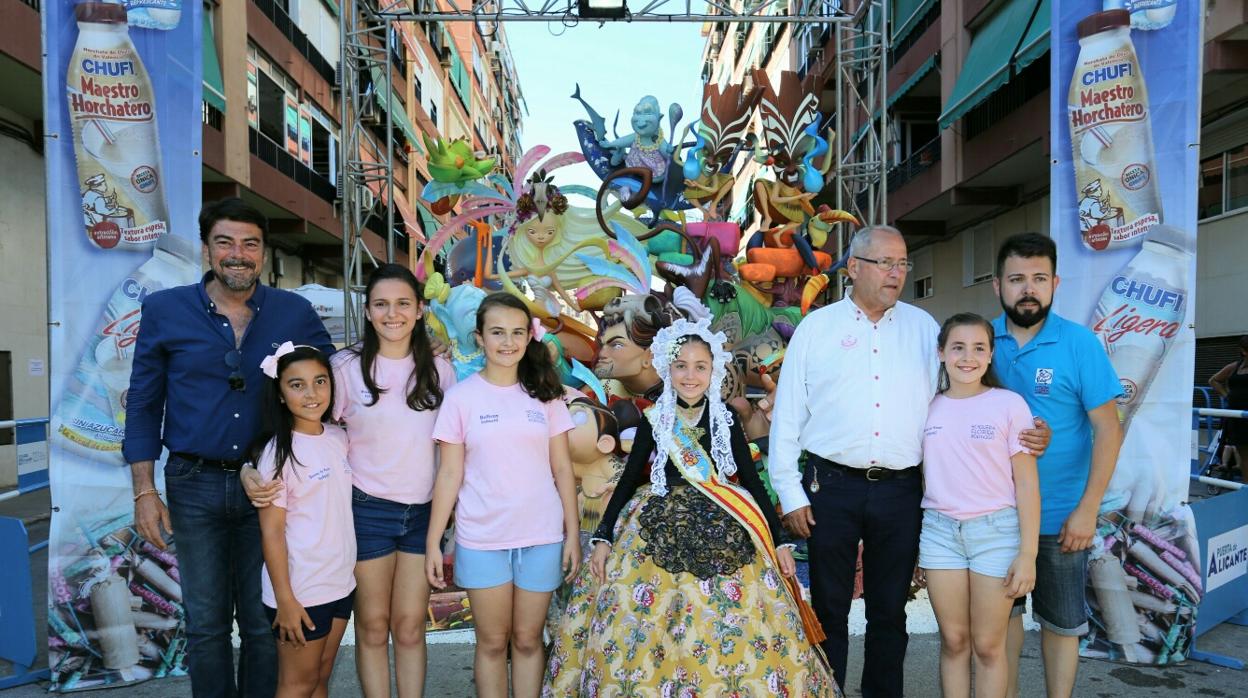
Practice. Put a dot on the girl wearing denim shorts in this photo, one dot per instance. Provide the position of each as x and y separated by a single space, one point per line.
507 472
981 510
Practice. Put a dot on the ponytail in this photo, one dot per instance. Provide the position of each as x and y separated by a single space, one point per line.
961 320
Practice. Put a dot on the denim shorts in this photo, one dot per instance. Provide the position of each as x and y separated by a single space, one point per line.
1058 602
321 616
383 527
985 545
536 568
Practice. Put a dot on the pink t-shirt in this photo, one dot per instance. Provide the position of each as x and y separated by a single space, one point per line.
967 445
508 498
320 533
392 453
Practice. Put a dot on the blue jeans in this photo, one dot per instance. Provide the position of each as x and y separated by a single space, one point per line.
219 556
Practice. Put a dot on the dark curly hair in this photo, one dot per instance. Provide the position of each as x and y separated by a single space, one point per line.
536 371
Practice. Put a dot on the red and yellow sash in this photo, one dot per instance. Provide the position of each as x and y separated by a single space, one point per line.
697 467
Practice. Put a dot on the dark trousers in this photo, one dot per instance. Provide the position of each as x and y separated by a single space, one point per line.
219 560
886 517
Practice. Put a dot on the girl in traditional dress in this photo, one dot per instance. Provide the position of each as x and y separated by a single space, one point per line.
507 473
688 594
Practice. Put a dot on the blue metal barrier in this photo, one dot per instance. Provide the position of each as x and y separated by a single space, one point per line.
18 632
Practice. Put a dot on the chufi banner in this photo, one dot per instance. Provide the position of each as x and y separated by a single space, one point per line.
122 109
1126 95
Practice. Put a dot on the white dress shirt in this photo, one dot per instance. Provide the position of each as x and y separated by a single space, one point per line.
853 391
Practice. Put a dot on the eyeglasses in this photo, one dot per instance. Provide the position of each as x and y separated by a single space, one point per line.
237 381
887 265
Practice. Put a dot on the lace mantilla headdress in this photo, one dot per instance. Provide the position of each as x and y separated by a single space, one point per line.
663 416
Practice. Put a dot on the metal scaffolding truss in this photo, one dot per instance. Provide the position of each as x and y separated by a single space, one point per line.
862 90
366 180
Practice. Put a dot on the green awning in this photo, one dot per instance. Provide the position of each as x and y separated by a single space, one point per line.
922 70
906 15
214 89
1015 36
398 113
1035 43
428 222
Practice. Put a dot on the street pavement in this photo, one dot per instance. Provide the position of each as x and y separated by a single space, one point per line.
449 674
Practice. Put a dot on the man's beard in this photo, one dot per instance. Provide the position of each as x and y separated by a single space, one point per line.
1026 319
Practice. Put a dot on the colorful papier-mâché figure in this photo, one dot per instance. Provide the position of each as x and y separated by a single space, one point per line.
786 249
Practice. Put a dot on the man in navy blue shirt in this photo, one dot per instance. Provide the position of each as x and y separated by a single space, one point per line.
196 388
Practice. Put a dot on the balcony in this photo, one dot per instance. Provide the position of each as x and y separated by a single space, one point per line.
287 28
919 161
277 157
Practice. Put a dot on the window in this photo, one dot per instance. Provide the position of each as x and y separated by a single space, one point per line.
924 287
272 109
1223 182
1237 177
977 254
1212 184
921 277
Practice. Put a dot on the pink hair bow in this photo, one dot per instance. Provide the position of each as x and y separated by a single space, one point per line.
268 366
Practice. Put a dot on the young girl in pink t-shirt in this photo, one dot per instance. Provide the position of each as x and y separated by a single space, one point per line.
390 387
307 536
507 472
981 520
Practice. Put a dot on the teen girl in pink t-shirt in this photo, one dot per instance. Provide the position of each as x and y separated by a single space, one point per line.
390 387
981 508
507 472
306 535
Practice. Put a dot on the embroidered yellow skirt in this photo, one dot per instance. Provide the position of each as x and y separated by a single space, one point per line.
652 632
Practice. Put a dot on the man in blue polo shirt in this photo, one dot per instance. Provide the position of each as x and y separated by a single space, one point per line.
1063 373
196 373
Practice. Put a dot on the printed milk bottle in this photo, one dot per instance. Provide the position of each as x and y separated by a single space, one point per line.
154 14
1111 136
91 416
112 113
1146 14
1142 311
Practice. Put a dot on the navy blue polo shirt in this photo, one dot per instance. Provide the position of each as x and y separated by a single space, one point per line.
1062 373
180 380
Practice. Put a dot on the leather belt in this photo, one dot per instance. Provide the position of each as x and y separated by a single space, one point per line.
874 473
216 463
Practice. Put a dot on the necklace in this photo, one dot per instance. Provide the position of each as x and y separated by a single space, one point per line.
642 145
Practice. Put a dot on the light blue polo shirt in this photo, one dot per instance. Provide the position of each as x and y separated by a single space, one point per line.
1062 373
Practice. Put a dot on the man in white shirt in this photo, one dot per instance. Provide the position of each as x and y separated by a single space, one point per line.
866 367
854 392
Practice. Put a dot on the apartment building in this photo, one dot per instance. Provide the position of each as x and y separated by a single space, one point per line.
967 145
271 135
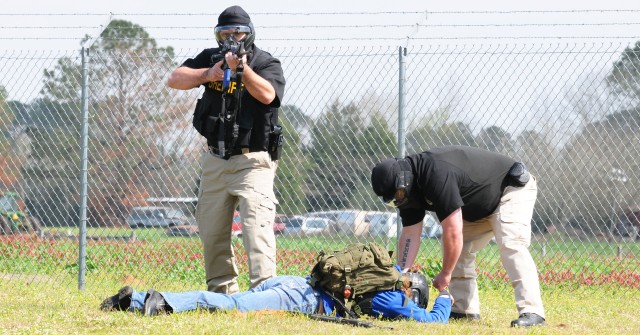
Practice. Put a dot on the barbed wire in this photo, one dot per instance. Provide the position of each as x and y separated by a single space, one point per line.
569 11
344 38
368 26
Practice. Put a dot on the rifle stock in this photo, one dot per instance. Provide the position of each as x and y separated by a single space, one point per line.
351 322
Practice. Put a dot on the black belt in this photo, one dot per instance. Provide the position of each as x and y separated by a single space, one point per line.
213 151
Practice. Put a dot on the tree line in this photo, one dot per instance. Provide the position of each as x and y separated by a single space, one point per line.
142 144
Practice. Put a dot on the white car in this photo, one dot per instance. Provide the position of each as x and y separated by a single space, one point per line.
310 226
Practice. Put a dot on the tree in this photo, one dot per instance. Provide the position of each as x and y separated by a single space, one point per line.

▬▬▬▬▬▬▬▬▬▬

GOAL OF THE EXERCISE:
The required output is every line of the data above, set down exactly and stripped of pictures.

ANSWER SECTION:
Practice. Put a dot on the girl wearing denim shorts in this photo, one dot per instance. Provide the position of each as x and y separated by a single space, one point per line.
507 472
981 510
Practice. Put a dot on the ponytail in this photo, one dot per instance. Provide the position of each as x and y separated by a single space, one point per line.
961 320
Practice. Put a dot on the denim shorts in this photo, one dot per instance. Provide the position of each as x and y separated by a single space, one point per line.
1058 602
321 616
383 527
985 545
536 568
Practice. Put a dot on the pink t-shirt in this photo, one dot per instance. Provide the position of each as x and y separated by a single space, one point per line.
967 445
508 498
320 533
392 453
Practice. Put a dot on the blue jeans in this photo, one dot per instance. Provide the position of each as x and y separated by a single space, one point per line.
219 556
Practice. Put a dot on the dark curly hair in this photo, one dot per instance. Provide the position of each as x and y separated by a single space, one point per line.
536 371
Practice. Put a dot on the red and yellow sash in this photo, one dot per instance. Provide the position of each as x and y separated by a single space, one point per line.
697 467
Practice. Put a dot on the dark trousers in this photo, one dot per instance. Provide the position of each as x and y separated by a single space, one point per line.
219 560
886 517
Practice. Put a dot on the girl in traditional dress in this photo, one dot per instance. Provide the position of each as x and y separated by a single space, one point per line.
507 473
688 594
Practice. Put a dot on the blue metal barrier in this photo, one dot per instance. Provide the position of each as x and y separated by a single space, one point per line.
18 632
Practice. Put a dot on the chufi banner in this photo, one dot per instance. Provide the position of each as x and y separated by a single space, one point per line.
122 109
1126 95
Practice. Put a dot on the white dress shirt in this photo, one dot per instance. Provide the position of each as x and y separated by a single space, one point per line.
853 391
Practice. Put a dot on the eyeglasses in this photo, one dot per instance. Provide the position of each as x and y separated by a single space, one point per line.
237 381
887 265
Practice. Put a dot on the lace mantilla headdress in this photo, one dot per instance. Provide the position of each as x and y separated by a single space, one point per line.
663 416
Practice. Put a dot on the metal scaffolding truss in this photo, one dot per instance. Provide the position of each as x and y separated by a single space, one point per line.
862 90
366 180
Practice. Put a dot on the green awning in this photo, one dot per instance. Provide the position of each as x and y separated by a single space, one point per line.
922 70
906 15
214 89
1015 36
398 113
1035 43
428 222
Practice. Put a dot on the street pavement in this photo, one dot per instance. Provide the position of each as x and y separated by a single space, one point per line.
449 674
Practice. Put a dot on the man's beard in this photo, one dot per instance. Provide the position of each as x and y separated by a single space, one point per line.
1026 319
Practice. Put a dot on the colorful papier-mâché figure in this photo, one dot per instance. Provide the position of each as x and y separated by a single space, one point per line.
786 249
Practice. Put a dot on the man in navy blue shirt in this photo, one dot per instance. Provide the position of each as x and y separated by a single space, one point per line.
196 388
Practice. Put a dot on the balcony in this photo, one dot per instance. Provide the position of each as x and y separated by a single space, one point per line.
287 28
919 161
277 157
Practice. Put a dot on the window in this photo, one dot per instance. Provide the position of each as x and y separated by a single space, one point per line.
924 287
272 109
1223 182
1237 177
977 254
1212 184
921 277
Practice. Put a dot on the pink hair bow in this photo, one dot per instance. Provide the position of each as x and y separated by a single space, one point per line.
268 366
Practice. Put a dot on the young girl in pink t-shirt in this photo, one dot per instance. Provide the position of each as x and y separated by a single space, one point per line.
390 387
307 536
507 472
981 520
Practice. Put a dot on the teen girl in pink t-shirt in this photo, one dot per instance. Provide the position of each as x and y separated by a single space, one point per line.
390 387
981 508
507 472
306 535
Practice. Put a dot on the embroidered yellow skirt in this photo, one dot per instance. Provide the position of each as x and y separated by a single space, one point per line.
652 632
Practice. Put a dot on the man in blue polo shirt in this photo, one dot per instance. Provide the position of each as x and y separated by a single space, one point per line.
1063 373
196 373
Practice. Put a dot on the printed milk bottle in this photo, one dot per instance. Provide the position of each as x and y separated by a single space, one point per line.
154 14
1111 136
91 416
112 113
1146 14
1142 311
Practice. Put a dot on the navy blue polo shirt in this photo, one dot per instance. Provide the position of each as x and y separated by a single space, one point per line.
1062 373
180 380
Practice. Put a dot on the leather belt in this photo, one dot per instance. Provide the position of each as x and y separated by a single space, one point per line.
874 473
216 463
Practice. Put a dot on the necklace in this photo, one dot per instance. Provide the position of each as x and y separated by a single space, one point per line.
642 145
Practice. Put a dot on the light blue polo shirt in this photo, one dot per instance. Provide the position of each as x and y separated by a single space, one point per line.
1062 373
Practice. Put a dot on the man in white shirt in this photo, one dot per instance. Provide the position of each as x and y separated by a single space, one point per line.
866 367
854 392
Practice. Put a dot on the apartment building in this photo, one dot per instance. Provide the position of each as x and y separated by a single space, one point per line.
967 145
271 135
Practice. Put a dot on the barbed wire in this photo, one dot per instance. Provide the position of each as x and y separated by a single space, one point per line.
569 11
344 38
368 26
Practice. Put a dot on the rifle stock in this photo, one dot per instance. Provide the position of each as x and y separated by a single space, one point per line.
351 322
Practice. Put a dot on the black belt in this photo, one dot per instance. Provide the position of each as x and y separated by a single space, one point per line.
213 151
Practice. Put a dot on the tree line in this photo, one dot per instance. Provide the position of each as x and y separated by a single space, one point per line.
142 144
Practice. Put a dot on the white car in this photo, one dot per instance. Provide the position of each as x and y separated by a single space, one point per line.
310 226
Practice. Put a dot on the tree in this photo, one dot per instance. Provide the position of each as x and y separated by a single space, one point per line.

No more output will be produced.